=== Passage to read ===
In [1]:
import json
import numpy as np
from scipy.stats import mannwhitneyu, wilcoxon

# Load the sampled FQE values from JSON file

In [5]:
file_path = r"../reports/output_policy_utility/boostrapped_results_fixed_learned_policies.json"
with open(file_path, 'r') as f:
    data = json.load(f)
    
    
original_vals = np.asarray(data["policies"]["original_30"]["all_bootstrap_values"], dtype=float)
synthetic_60_vals = np.asarray(data["policies"]["synthetic_60"]["all_bootstrap_values"], dtype=float)
synthetic_100_vals = np.asarray(data["policies"]["synthetic_100"]["all_bootstrap_values"], dtype=float)
merged_vals = np.asarray(data["policies"]["merged_120"]["all_bootstrap_values"])

send_no_message = np.asarray(data["policies"]["fixed_action_0"]["all_bootstrap_values"], dtype=float)
send_encouraging_message = np.asarray(data["policies"]["fixed_action_1"]["all_bootstrap_values"], dtype=float)  
send_informing_message = np.asarray(data["policies"]["fixed_action_2"]["all_bootstrap_values"], dtype=float)
send_affirming_message = np.asarray(data["policies"]["fixed_action_3"]["all_bootstrap_values"], dtype=float)


fixed_policies = {
    "No_Message": send_no_message,
    "Encouraging": send_encouraging_message,
    "Informing": send_informing_message,
    "Affirming": send_affirming_message
}

learned_policies = {
    "Original_30": original_vals,
    "Synthetic_60": synthetic_60_vals,
    "Synthetic_100": synthetic_100_vals,
    "Merged_120": merged_vals
}

test_100 = {
    "Original_30": original_vals,
    "Synthetic_60": synthetic_60_vals,
    "Merged_120": merged_vals, 
    "No_Message": send_no_message,
    "Encouraging": send_encouraging_message,
    "Informing": send_informing_message,
    "Affirming": send_affirming_message
}

test_merged = {
    "Original_30": original_vals,
    "Synthetic_60": synthetic_60_vals,
    "Synthetic_100": synthetic_100_vals, 
    "No_Message": send_no_message,
    "Encouraging": send_encouraging_message,
    "Informing": send_informing_message,
    "Affirming": send_affirming_message
}

synthetic_datasets = {
    "Synthetic_60": synthetic_60_vals,
    "Synthetic_100": synthetic_100_vals,
    "Merged_120": merged_vals
}




# Test the hypothesis that the learned policies are better than the fixed policies

In [6]:
wilcoxon_results = {}
p_values = []
comparisons = []


for policy_name, policy_vals in test_100.items():
    stat, p = wilcoxon(synthetic_100_vals, policy_vals, alternative='greater')
===
▶ [Exercise instructions]
a: From the policy-comparison notebook code, extract everything from "# Load the sampled" down to "data = json.load(f)".
b: In the policy-comparison notebook code, what value is given for the alternative argument in the wilcoxon call?
c: Carry on writing the policy-comparison notebook code from its last line.
=== Information supplied ===
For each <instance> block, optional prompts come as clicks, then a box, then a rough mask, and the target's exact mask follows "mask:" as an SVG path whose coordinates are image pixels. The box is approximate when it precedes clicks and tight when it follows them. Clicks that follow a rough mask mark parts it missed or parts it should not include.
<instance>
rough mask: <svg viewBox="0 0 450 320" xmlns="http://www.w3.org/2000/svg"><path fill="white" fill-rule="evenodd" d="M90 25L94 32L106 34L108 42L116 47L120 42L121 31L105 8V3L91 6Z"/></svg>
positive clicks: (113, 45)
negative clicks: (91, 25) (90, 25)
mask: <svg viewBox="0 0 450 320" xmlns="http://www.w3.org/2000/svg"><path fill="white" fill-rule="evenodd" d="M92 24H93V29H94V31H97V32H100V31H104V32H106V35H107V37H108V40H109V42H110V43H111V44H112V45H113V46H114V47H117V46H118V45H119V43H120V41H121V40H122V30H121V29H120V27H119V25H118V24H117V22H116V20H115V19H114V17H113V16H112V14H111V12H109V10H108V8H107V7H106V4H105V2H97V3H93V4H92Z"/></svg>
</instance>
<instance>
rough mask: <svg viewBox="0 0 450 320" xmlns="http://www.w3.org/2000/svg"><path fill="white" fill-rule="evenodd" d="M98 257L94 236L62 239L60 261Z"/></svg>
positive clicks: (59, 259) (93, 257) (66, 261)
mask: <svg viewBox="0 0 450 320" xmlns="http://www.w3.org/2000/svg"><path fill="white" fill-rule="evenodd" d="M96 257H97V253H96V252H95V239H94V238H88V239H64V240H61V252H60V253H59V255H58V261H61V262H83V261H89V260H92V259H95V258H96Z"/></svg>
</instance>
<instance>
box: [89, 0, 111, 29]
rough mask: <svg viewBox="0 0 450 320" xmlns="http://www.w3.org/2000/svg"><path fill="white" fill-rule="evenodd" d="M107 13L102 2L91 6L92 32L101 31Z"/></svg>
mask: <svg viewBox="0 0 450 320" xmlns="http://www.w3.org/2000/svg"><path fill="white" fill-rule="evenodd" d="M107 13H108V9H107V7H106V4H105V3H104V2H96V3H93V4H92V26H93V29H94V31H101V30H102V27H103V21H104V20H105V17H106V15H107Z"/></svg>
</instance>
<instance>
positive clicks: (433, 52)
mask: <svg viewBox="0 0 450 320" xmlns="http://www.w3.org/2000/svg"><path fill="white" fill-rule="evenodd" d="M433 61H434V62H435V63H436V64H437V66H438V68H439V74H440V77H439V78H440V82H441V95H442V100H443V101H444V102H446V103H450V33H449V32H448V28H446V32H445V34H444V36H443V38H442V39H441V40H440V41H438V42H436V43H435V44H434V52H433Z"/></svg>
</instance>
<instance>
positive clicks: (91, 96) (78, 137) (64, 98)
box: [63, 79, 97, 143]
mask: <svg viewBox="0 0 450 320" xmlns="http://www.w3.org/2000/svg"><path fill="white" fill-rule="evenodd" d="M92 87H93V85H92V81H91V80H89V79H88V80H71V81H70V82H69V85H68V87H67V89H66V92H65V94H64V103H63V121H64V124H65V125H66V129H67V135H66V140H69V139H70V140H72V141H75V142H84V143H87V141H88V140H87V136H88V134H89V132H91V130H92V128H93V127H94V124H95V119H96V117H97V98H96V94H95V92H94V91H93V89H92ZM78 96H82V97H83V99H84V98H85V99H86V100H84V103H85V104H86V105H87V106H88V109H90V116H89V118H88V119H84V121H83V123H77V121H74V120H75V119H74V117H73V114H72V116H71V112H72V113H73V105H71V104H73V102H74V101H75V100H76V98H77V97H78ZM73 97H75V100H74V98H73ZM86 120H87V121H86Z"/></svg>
===
▶ [Results for each task]
a:
# Load the sampled FQE values from JSON file

In [5]:
file_path = r"../reports/output_policy_utility/boostrapped_results_fixed_learned_policies.json"
with open(file_path, 'r') as f:
    data = json.load(f)

b: 'greater'

c:
    comp = f"Synthetic_100 vs {policy_name}"
    wilcoxon_results[comp] = (stat, p)
    p_values.append(p)
    comparisons.append(comp)


In [7]:
wilcoxon_results

In [12]:
# Test the synthetic data policies against the orignal 
wilcoxon_results_merged = {}
p_values_merged = []
comparisons_merged = []

for policy_name, policy_vals in synthetic_datasets.items():
    stat, p = wilcoxon(policy_vals, original_vals, alternative='greater')
    comp = f"{policy_name}vs Orignal Dataset"
    wilcoxon_results_merged[comp] = (stat, p)
    p_values_merged.append(p)
    comparisons_merged.append(comp)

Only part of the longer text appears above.